Saved entries
::::

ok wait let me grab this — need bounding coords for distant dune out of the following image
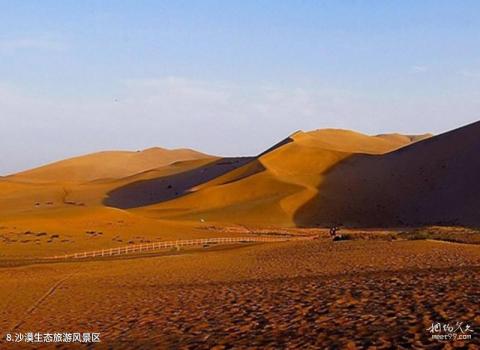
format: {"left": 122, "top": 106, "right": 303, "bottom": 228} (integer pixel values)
{"left": 120, "top": 129, "right": 431, "bottom": 226}
{"left": 291, "top": 129, "right": 431, "bottom": 154}
{"left": 6, "top": 123, "right": 479, "bottom": 231}
{"left": 7, "top": 147, "right": 212, "bottom": 183}
{"left": 295, "top": 121, "right": 480, "bottom": 227}
{"left": 104, "top": 157, "right": 256, "bottom": 208}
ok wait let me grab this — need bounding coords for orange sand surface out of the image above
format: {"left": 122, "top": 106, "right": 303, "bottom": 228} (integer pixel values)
{"left": 1, "top": 239, "right": 479, "bottom": 349}
{"left": 1, "top": 124, "right": 479, "bottom": 349}
{"left": 0, "top": 128, "right": 429, "bottom": 259}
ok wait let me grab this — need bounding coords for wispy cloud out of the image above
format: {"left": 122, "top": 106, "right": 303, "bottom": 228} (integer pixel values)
{"left": 1, "top": 76, "right": 479, "bottom": 175}
{"left": 459, "top": 69, "right": 480, "bottom": 79}
{"left": 0, "top": 77, "right": 369, "bottom": 173}
{"left": 0, "top": 37, "right": 66, "bottom": 54}
{"left": 410, "top": 65, "right": 428, "bottom": 73}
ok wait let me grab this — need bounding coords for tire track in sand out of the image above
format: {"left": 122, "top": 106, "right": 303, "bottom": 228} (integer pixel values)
{"left": 7, "top": 274, "right": 73, "bottom": 333}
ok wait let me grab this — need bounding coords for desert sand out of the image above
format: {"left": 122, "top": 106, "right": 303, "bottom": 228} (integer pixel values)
{"left": 110, "top": 128, "right": 434, "bottom": 226}
{"left": 9, "top": 147, "right": 212, "bottom": 183}
{"left": 1, "top": 128, "right": 430, "bottom": 259}
{"left": 1, "top": 123, "right": 479, "bottom": 348}
{"left": 1, "top": 237, "right": 479, "bottom": 349}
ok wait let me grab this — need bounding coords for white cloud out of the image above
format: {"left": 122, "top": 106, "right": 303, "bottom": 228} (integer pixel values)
{"left": 411, "top": 65, "right": 428, "bottom": 73}
{"left": 0, "top": 76, "right": 479, "bottom": 174}
{"left": 0, "top": 37, "right": 66, "bottom": 54}
{"left": 0, "top": 77, "right": 363, "bottom": 173}
{"left": 115, "top": 77, "right": 363, "bottom": 140}
{"left": 459, "top": 70, "right": 480, "bottom": 79}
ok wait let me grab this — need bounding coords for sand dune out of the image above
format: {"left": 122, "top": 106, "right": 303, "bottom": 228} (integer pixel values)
{"left": 3, "top": 122, "right": 476, "bottom": 255}
{"left": 122, "top": 129, "right": 429, "bottom": 225}
{"left": 0, "top": 158, "right": 219, "bottom": 218}
{"left": 7, "top": 147, "right": 212, "bottom": 183}
{"left": 295, "top": 120, "right": 480, "bottom": 227}
{"left": 291, "top": 129, "right": 431, "bottom": 154}
{"left": 0, "top": 150, "right": 219, "bottom": 257}
{"left": 104, "top": 157, "right": 255, "bottom": 209}
{"left": 0, "top": 121, "right": 475, "bottom": 350}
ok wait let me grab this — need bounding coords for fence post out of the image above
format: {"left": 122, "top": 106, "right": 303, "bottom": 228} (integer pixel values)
{"left": 44, "top": 234, "right": 309, "bottom": 260}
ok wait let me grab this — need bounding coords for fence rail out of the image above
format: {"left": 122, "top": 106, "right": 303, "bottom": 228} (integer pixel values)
{"left": 45, "top": 235, "right": 316, "bottom": 260}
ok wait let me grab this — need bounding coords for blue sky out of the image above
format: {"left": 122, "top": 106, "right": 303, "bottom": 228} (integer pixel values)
{"left": 1, "top": 1, "right": 480, "bottom": 174}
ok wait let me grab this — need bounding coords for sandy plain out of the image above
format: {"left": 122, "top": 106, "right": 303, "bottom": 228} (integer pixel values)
{"left": 1, "top": 236, "right": 479, "bottom": 349}
{"left": 1, "top": 125, "right": 479, "bottom": 349}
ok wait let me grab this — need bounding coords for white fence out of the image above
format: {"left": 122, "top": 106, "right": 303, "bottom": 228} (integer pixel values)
{"left": 45, "top": 235, "right": 315, "bottom": 260}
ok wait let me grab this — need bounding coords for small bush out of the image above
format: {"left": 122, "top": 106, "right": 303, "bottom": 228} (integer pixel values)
{"left": 333, "top": 234, "right": 353, "bottom": 241}
{"left": 397, "top": 231, "right": 429, "bottom": 240}
{"left": 397, "top": 227, "right": 480, "bottom": 244}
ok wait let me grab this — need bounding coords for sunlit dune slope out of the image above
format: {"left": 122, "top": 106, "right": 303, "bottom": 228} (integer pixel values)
{"left": 0, "top": 125, "right": 437, "bottom": 251}
{"left": 295, "top": 121, "right": 480, "bottom": 227}
{"left": 104, "top": 157, "right": 255, "bottom": 208}
{"left": 376, "top": 133, "right": 433, "bottom": 145}
{"left": 0, "top": 155, "right": 219, "bottom": 257}
{"left": 0, "top": 157, "right": 217, "bottom": 216}
{"left": 291, "top": 129, "right": 431, "bottom": 154}
{"left": 128, "top": 130, "right": 428, "bottom": 225}
{"left": 0, "top": 159, "right": 239, "bottom": 257}
{"left": 7, "top": 147, "right": 212, "bottom": 183}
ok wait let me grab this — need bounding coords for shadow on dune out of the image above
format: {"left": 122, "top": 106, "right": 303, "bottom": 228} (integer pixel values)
{"left": 104, "top": 157, "right": 258, "bottom": 209}
{"left": 104, "top": 137, "right": 294, "bottom": 210}
{"left": 294, "top": 121, "right": 480, "bottom": 227}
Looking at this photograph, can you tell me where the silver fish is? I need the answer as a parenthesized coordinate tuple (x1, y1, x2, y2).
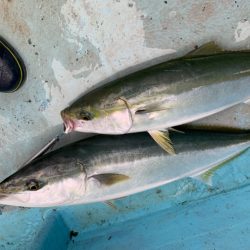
(61, 42, 250, 154)
(0, 131, 249, 207)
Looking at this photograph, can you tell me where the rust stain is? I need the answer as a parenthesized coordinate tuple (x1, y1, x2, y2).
(1, 0, 30, 37)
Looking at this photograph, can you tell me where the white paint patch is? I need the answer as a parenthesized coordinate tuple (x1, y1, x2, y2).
(59, 0, 176, 84)
(235, 21, 250, 42)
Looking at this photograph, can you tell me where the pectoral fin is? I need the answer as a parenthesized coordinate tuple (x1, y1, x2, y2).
(135, 103, 171, 114)
(89, 173, 130, 186)
(148, 130, 176, 155)
(193, 147, 249, 186)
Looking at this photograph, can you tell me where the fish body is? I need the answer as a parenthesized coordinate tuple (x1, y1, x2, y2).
(62, 46, 250, 135)
(182, 103, 250, 132)
(61, 44, 250, 153)
(0, 131, 249, 207)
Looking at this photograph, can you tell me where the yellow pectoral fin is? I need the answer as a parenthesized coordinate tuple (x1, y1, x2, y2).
(148, 130, 176, 155)
(89, 173, 130, 186)
(135, 103, 172, 115)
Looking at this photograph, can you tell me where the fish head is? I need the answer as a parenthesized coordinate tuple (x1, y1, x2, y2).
(61, 97, 133, 134)
(0, 169, 47, 194)
(0, 157, 88, 207)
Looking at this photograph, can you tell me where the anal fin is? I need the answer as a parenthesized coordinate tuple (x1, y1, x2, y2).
(148, 130, 176, 155)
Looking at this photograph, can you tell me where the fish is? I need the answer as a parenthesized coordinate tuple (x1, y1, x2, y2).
(180, 103, 250, 132)
(0, 131, 249, 207)
(61, 42, 250, 154)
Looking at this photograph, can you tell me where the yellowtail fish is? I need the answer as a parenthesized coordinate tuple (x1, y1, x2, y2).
(0, 131, 249, 207)
(61, 42, 250, 154)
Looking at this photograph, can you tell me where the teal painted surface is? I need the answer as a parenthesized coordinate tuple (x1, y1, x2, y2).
(0, 148, 250, 249)
(68, 185, 250, 250)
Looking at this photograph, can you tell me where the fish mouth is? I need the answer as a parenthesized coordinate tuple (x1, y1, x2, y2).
(61, 110, 75, 133)
(63, 119, 75, 133)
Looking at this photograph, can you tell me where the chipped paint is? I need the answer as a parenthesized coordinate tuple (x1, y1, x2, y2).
(235, 20, 250, 42)
(169, 11, 177, 18)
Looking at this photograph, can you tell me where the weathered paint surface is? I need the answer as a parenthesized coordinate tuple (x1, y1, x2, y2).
(1, 0, 250, 180)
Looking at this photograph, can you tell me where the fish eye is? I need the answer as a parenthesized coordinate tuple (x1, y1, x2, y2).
(26, 180, 40, 191)
(79, 111, 93, 121)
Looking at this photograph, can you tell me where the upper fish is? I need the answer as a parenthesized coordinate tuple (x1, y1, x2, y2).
(61, 42, 250, 154)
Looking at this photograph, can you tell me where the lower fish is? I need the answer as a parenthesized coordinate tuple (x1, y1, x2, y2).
(182, 103, 250, 132)
(0, 131, 249, 207)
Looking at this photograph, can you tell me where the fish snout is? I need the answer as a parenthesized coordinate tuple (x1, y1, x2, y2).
(61, 110, 75, 133)
(60, 109, 70, 120)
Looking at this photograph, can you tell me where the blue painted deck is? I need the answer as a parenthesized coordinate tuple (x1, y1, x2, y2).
(0, 149, 250, 249)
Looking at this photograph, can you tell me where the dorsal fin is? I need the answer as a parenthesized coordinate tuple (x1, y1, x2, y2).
(185, 42, 224, 57)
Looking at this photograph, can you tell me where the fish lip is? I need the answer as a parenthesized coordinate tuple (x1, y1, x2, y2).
(61, 110, 74, 133)
(63, 119, 75, 133)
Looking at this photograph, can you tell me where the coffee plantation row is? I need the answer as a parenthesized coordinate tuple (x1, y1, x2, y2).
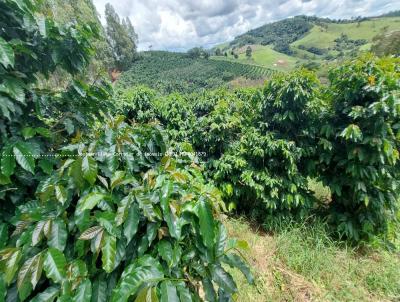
(0, 0, 399, 301)
(117, 51, 274, 94)
(116, 57, 400, 244)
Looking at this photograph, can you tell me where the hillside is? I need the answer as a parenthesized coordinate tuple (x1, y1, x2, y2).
(117, 14, 400, 92)
(117, 51, 274, 94)
(213, 15, 400, 70)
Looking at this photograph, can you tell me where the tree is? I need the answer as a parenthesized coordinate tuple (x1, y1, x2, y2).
(105, 3, 137, 71)
(187, 47, 203, 59)
(246, 46, 252, 58)
(215, 48, 222, 56)
(187, 47, 209, 59)
(123, 16, 139, 46)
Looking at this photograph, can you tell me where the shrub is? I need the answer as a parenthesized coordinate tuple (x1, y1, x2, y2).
(318, 55, 400, 241)
(116, 86, 157, 123)
(0, 0, 112, 222)
(0, 1, 253, 300)
(0, 118, 253, 301)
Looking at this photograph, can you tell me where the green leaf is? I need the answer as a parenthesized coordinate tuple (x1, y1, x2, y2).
(0, 276, 5, 302)
(91, 277, 107, 302)
(17, 253, 43, 300)
(0, 173, 10, 185)
(73, 279, 92, 302)
(4, 249, 21, 285)
(48, 219, 67, 252)
(101, 233, 116, 273)
(17, 258, 34, 301)
(157, 240, 174, 267)
(31, 253, 44, 289)
(35, 127, 52, 138)
(202, 278, 216, 302)
(116, 195, 133, 226)
(0, 77, 25, 103)
(39, 159, 54, 175)
(135, 287, 158, 302)
(211, 266, 237, 294)
(160, 181, 181, 239)
(0, 37, 14, 68)
(91, 229, 104, 255)
(222, 254, 254, 284)
(1, 145, 16, 177)
(215, 223, 227, 257)
(197, 198, 215, 250)
(76, 192, 105, 215)
(13, 142, 35, 174)
(69, 159, 85, 189)
(22, 127, 36, 139)
(111, 171, 125, 189)
(160, 281, 179, 302)
(82, 156, 98, 185)
(176, 283, 192, 302)
(63, 118, 75, 135)
(79, 226, 103, 240)
(123, 203, 140, 243)
(111, 258, 163, 302)
(0, 224, 8, 249)
(55, 185, 67, 205)
(30, 286, 60, 302)
(136, 194, 159, 222)
(32, 221, 46, 247)
(340, 124, 362, 142)
(44, 248, 66, 284)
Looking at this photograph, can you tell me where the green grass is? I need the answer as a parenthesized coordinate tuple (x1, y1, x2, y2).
(212, 45, 301, 71)
(292, 17, 400, 50)
(214, 16, 400, 72)
(225, 217, 400, 301)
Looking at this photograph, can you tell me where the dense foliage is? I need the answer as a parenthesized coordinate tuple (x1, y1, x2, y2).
(0, 0, 111, 212)
(0, 1, 252, 301)
(38, 0, 113, 77)
(317, 56, 400, 241)
(116, 51, 273, 94)
(116, 56, 400, 243)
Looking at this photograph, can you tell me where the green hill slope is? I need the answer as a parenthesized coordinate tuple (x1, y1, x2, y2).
(117, 51, 274, 94)
(213, 15, 400, 70)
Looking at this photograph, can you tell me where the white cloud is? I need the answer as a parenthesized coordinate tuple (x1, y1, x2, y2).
(92, 0, 400, 51)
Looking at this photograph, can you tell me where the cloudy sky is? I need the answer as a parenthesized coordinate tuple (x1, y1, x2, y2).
(92, 0, 400, 51)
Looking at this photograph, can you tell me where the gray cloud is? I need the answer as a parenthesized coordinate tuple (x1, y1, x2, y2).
(92, 0, 400, 51)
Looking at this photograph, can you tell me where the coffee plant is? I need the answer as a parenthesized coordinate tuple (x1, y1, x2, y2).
(116, 59, 400, 243)
(0, 0, 111, 220)
(0, 1, 253, 301)
(0, 118, 253, 301)
(317, 55, 400, 241)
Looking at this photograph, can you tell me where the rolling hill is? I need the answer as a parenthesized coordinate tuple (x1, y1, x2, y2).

::::

◆ TASK OBJECTIVE: Copy out each line in the preceding records that contains "dune".

◆ ANSWER AREA:
ok wait let me grab this — need bounding coords for distant dune out of the following image
ok wait let me grab this — need bounding coords for sand dune out of the image above
ok wait let me grab this — need bounding coords for sunlit dune slope out of the image above
ok wait let me grab this — need bounding coords for shadow on dune out of the image above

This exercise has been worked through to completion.